# STATED TASK
Change every "I would be thankful" in the entries below to "I would be grateful" and leave everything else as it is.

━━━

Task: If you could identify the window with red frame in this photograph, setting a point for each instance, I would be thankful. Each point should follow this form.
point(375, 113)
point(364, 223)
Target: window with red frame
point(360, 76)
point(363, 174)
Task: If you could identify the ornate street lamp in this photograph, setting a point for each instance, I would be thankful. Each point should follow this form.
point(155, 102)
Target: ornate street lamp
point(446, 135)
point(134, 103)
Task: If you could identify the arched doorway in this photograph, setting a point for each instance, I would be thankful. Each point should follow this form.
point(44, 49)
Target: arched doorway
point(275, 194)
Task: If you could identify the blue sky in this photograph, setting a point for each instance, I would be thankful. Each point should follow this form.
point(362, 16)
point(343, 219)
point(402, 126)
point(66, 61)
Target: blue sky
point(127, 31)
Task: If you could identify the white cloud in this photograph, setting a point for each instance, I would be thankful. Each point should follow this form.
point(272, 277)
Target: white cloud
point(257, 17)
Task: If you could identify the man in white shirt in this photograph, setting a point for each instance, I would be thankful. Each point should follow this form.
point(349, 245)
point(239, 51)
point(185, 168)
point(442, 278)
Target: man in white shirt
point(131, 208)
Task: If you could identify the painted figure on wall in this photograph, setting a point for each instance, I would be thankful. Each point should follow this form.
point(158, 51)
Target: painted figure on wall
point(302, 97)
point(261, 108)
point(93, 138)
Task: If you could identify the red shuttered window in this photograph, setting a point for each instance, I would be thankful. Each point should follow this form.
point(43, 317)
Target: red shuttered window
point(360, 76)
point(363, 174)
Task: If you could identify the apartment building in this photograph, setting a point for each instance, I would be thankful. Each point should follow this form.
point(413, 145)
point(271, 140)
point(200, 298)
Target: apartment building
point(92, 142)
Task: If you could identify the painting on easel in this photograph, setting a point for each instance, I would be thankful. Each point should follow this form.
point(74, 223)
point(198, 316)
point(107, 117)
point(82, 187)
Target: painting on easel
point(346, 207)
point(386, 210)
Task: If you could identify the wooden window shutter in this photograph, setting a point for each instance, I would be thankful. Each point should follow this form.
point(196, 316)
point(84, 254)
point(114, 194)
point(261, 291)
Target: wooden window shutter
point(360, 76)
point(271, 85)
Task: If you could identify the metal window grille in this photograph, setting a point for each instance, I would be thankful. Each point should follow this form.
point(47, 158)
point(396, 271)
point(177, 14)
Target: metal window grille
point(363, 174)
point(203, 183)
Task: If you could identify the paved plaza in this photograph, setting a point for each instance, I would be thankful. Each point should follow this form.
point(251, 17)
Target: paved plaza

━━━

# THE ANSWER
Task: If you could identify the window with red frame in this photograph, setting a point for each instance, I would be grateful. Each point should follow this form.
point(375, 113)
point(364, 223)
Target: window with red frame
point(360, 76)
point(363, 174)
Task: If you could identify the ornate street lamp in this photograph, setting a point for each instance, I would be grateful. Each point should follow this form.
point(155, 102)
Target: ornate street lamp
point(446, 135)
point(134, 103)
Task: If you could identify the arched doorway in this photograph, setting a point for each instance, I would be grateful. Each point should follow this form.
point(44, 49)
Target: arched doorway
point(275, 194)
Task: If you could identify the blue sky in this photograph, setting a point for each instance, I would be grateful. Each point should follow this form.
point(362, 16)
point(343, 219)
point(402, 126)
point(66, 61)
Target: blue sky
point(127, 31)
Task: If you could identify the white cloud in this photograph, setting a point for each instance, I would be grateful. Each point should follow this form.
point(272, 277)
Target: white cloud
point(257, 17)
Task: If you could identify the man in white shirt in this photograph, setting a point for each instance, I would be grateful. Each point should follow this form.
point(349, 245)
point(239, 51)
point(185, 168)
point(442, 278)
Target: man in white shirt
point(131, 208)
Task: If you could identify the painted figure on wall in this photograph, setting a point for each instance, I would be grateful. Each point should follow this form.
point(158, 51)
Target: painted figure on wall
point(302, 97)
point(261, 108)
point(93, 138)
Task: If you could identify the red shuttered window in this photograph, setting a point for each instance, I would be grateful. Each point should follow this form.
point(43, 317)
Target: red shuttered window
point(360, 76)
point(363, 174)
Task: If you could identify the apartment building in this photograph, setting a point for each instance, I would be grateful. Each point should follow this form.
point(413, 145)
point(271, 140)
point(200, 298)
Target: apartment building
point(92, 142)
Task: If you could identify the painting on easel in this photograph, setting a point for each instance, I would be grateful. Each point should follow this form.
point(74, 223)
point(198, 316)
point(107, 117)
point(82, 187)
Target: painting on easel
point(346, 207)
point(386, 210)
Task: If you could identify the wooden window shutter in this photograph, setting a point for each instance, I would be grateful. Each point should follow this form.
point(196, 316)
point(84, 254)
point(114, 194)
point(261, 291)
Target: wooden window shutter
point(360, 76)
point(271, 85)
Task: If you could identify the metal window grille in this photograph, setting a point for each instance, I would be grateful. Each point should follow this form.
point(47, 158)
point(396, 271)
point(177, 14)
Target: metal window grille
point(363, 174)
point(203, 183)
Task: If you could identify the paved plaza in this photograph, setting a point for each instance, I would be grateful. Each point should follow this form.
point(251, 17)
Target: paved plaza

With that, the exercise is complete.